-- Start Dataset --
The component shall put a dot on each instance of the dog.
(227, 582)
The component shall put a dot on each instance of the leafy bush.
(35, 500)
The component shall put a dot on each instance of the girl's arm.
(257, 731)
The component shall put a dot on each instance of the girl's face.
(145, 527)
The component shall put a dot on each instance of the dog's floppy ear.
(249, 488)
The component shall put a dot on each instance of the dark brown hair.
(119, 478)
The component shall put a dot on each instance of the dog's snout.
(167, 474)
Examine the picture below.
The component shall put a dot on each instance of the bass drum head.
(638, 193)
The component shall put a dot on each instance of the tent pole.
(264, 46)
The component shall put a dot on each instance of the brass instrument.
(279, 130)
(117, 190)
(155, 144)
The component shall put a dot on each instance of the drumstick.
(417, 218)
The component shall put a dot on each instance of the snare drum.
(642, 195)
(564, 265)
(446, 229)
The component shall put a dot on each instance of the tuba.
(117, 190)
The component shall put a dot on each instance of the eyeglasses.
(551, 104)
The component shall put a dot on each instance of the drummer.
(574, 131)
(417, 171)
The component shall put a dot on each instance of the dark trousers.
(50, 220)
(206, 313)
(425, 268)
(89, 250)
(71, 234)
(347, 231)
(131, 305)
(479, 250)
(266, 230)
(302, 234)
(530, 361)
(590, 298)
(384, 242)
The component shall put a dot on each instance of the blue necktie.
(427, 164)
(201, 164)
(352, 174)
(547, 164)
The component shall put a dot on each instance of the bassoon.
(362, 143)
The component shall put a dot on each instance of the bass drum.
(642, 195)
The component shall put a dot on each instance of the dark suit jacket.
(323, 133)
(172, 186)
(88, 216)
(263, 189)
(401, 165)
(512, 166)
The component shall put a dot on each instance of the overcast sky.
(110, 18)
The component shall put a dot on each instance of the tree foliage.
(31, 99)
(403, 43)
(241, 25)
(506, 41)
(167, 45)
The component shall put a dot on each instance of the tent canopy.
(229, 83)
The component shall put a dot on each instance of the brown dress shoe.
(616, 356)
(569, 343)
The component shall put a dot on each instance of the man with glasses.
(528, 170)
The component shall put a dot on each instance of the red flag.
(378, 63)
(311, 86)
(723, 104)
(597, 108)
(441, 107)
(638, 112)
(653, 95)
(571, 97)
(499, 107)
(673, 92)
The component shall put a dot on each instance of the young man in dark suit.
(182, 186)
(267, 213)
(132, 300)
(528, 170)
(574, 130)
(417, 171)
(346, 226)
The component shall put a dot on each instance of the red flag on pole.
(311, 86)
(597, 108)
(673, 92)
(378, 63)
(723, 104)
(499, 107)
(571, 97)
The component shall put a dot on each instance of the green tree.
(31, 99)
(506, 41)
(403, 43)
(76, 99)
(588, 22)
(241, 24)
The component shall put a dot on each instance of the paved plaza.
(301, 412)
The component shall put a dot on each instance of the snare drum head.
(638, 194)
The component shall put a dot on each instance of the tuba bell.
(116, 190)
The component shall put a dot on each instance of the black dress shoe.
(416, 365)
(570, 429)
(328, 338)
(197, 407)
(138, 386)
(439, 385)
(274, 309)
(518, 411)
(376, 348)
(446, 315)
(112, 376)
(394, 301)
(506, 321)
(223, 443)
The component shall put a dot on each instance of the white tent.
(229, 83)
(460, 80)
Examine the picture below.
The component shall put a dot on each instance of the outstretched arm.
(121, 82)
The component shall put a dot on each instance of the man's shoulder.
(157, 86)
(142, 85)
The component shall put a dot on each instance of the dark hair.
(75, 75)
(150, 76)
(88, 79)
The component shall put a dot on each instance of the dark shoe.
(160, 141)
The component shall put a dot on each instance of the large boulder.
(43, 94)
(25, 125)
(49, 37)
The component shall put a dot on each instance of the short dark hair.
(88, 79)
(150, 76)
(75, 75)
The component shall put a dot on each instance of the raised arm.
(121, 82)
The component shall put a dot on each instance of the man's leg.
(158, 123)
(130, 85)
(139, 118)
-- End Dataset --
Extract each line from the listing above, please, and repeat it exactly.

▸ **Response to the task**
The component shall put a dot on each instance of the dog.
(227, 582)
The component shall put a dot on each instance of the leafy bush.
(35, 500)
The component shall put a dot on each instance of the girl's arm.
(257, 731)
The component shall put a dot on each instance of the girl's face.
(145, 527)
The component shall put a dot on each instance of the dog's floppy ear.
(249, 488)
The component shall put a dot on each instance of the dark brown hair.
(119, 478)
The component shall put a dot on each instance of the dog's snout.
(167, 474)
Examine the picture below.
The component shall put a dot on each instance of the bass drum head.
(638, 193)
The component shall put a dot on each instance of the tent pole.
(264, 46)
The component shall put a dot on each instance of the brass instrument.
(279, 130)
(117, 190)
(155, 144)
The component shall put a dot on each instance of the drumstick.
(417, 218)
The component shall put a dot on each instance of the snare drum.
(642, 195)
(564, 265)
(446, 229)
The component shall put a dot on each instance of the tuba.
(117, 190)
The component shall put a dot on each instance of the eyeglasses.
(551, 104)
The component shall put a dot on each instance of the drummer.
(574, 131)
(417, 171)
The component shall put a dot on each instance of the dark trousers.
(50, 220)
(206, 313)
(425, 268)
(89, 250)
(71, 234)
(347, 231)
(131, 305)
(479, 250)
(266, 230)
(302, 234)
(530, 361)
(590, 298)
(384, 242)
The component shall put a dot on each instance of the blue necktie.
(427, 164)
(201, 164)
(352, 174)
(547, 164)
The component shall put a dot on each instance of the bassoon.
(362, 143)
The component shall put a dot on each instance of the bass drum.
(642, 195)
The component shall put a dot on each instance of the dark suit jacket.
(323, 133)
(172, 186)
(88, 216)
(263, 189)
(401, 165)
(512, 166)
The component shall put a dot on each instance of the overcast sky.
(110, 18)
The component shall put a dot on each instance of the tree foliage.
(31, 99)
(403, 43)
(241, 25)
(506, 41)
(167, 45)
The component shall put a dot on each instance of the tent canopy.
(229, 83)
The component shall put a dot on each instance of the brown dress shoe.
(616, 356)
(569, 343)
The component shall put a dot on each instance of the man with glasses.
(528, 170)
The component shall put a dot on each instance of the red flag.
(378, 63)
(311, 86)
(723, 104)
(597, 108)
(441, 107)
(638, 112)
(653, 95)
(571, 97)
(499, 107)
(673, 92)
The component shall put a dot on each instance of the young man in dark suit.
(182, 186)
(267, 213)
(132, 300)
(528, 170)
(574, 130)
(417, 171)
(346, 226)
The component shall put a dot on each instance of the red flag on pole.
(311, 86)
(597, 108)
(673, 92)
(378, 63)
(723, 104)
(499, 107)
(571, 97)
The component shall put a dot on each instance of the green tree.
(31, 99)
(506, 41)
(403, 43)
(76, 99)
(588, 22)
(241, 24)
The component shall put a dot on each instance of the paved plaza.
(301, 412)
The component shall put a dot on each instance of the snare drum head.
(638, 194)
The component shall put a dot on each instance of the tuba bell.
(116, 190)
The component shall put a dot on each instance of the black dress shoe.
(416, 365)
(570, 429)
(328, 338)
(197, 407)
(138, 386)
(439, 385)
(274, 309)
(518, 411)
(376, 348)
(446, 315)
(112, 376)
(394, 301)
(506, 321)
(223, 443)
The component shall put a dot on each instance of the white tent.
(229, 83)
(460, 80)
Examine the picture below.
The component shall put a dot on each instance of the outstretched arm.
(121, 82)
The component shall put a dot on each instance of the man's shoulder.
(157, 86)
(142, 85)
The component shall put a dot on each instance of the dark hair.
(75, 75)
(150, 76)
(88, 79)
The component shall put a dot on each instance of the dark shoe.
(160, 141)
The component shall put a dot on each instance of the large boulder.
(43, 94)
(25, 125)
(49, 37)
The component shall put a dot on each instance of the short dark hair.
(88, 79)
(150, 76)
(75, 75)
The component shall put a dot on each instance of the raised arm.
(121, 82)
The component shall put a dot on each instance of the man's leg.
(158, 123)
(130, 85)
(139, 118)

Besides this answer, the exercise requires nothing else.